INPUT DATA:
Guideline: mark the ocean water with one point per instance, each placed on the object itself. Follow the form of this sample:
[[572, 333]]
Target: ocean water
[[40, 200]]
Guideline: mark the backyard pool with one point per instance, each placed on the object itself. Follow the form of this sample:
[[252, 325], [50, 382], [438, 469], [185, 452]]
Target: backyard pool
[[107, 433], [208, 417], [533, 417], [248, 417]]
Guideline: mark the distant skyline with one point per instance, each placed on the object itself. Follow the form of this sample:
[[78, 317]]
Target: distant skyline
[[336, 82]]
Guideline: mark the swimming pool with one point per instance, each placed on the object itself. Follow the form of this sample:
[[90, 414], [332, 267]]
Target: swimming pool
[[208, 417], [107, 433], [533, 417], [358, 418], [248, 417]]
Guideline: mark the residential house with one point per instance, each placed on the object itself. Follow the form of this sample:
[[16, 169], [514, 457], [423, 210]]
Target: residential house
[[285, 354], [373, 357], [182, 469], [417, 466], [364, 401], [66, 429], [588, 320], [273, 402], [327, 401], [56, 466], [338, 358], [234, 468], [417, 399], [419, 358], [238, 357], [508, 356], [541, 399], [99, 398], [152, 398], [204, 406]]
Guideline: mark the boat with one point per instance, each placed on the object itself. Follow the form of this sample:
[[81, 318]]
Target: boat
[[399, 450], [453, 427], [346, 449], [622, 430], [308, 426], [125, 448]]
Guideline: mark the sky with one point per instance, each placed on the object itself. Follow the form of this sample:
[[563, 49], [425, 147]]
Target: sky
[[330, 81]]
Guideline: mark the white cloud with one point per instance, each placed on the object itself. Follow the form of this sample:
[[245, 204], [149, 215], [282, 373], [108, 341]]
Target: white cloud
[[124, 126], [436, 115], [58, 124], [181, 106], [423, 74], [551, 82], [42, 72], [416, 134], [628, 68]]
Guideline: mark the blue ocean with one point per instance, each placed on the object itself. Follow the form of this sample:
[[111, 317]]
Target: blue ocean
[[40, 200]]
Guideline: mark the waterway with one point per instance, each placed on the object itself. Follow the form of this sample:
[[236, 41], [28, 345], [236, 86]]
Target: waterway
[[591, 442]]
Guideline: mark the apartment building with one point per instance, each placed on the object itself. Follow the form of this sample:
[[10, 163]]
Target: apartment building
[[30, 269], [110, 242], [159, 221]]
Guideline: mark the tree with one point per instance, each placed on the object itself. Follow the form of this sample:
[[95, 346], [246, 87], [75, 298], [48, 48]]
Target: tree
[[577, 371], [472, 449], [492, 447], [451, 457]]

WORK ITEM: Repeat the material word for word from its opening line up to and including the line containing "[[16, 169], [514, 457], [423, 210]]".

WRITTEN RESPONSE:
Guideline: mark the ocean water with one point per instance, each placed on the object itself. Follow the form of this sample:
[[572, 333]]
Target: ocean water
[[40, 200]]
Guideline: mark the backyard pool with one point per instance, each placed on the object itself. Follow the form of this sample:
[[252, 325], [50, 382], [438, 469], [185, 452]]
Target: backyard pool
[[107, 433], [208, 417], [533, 417], [248, 417]]
Guideline: mark the distant skyline with one point per instance, each placed on the object itself. Follow the form of this sample:
[[78, 317]]
Target: distant skyline
[[336, 82]]
Guideline: mark the swimming pool with one point per instance, each placed on the object itself. Follow the form of this sample:
[[90, 414], [332, 267]]
Target: swimming pool
[[208, 417], [107, 433], [533, 417], [358, 418], [248, 417]]
Guideline: mark the residential house with one point per instance, each placed on the object itself. Follow the form of this sample:
[[16, 169], [514, 457], [423, 210]]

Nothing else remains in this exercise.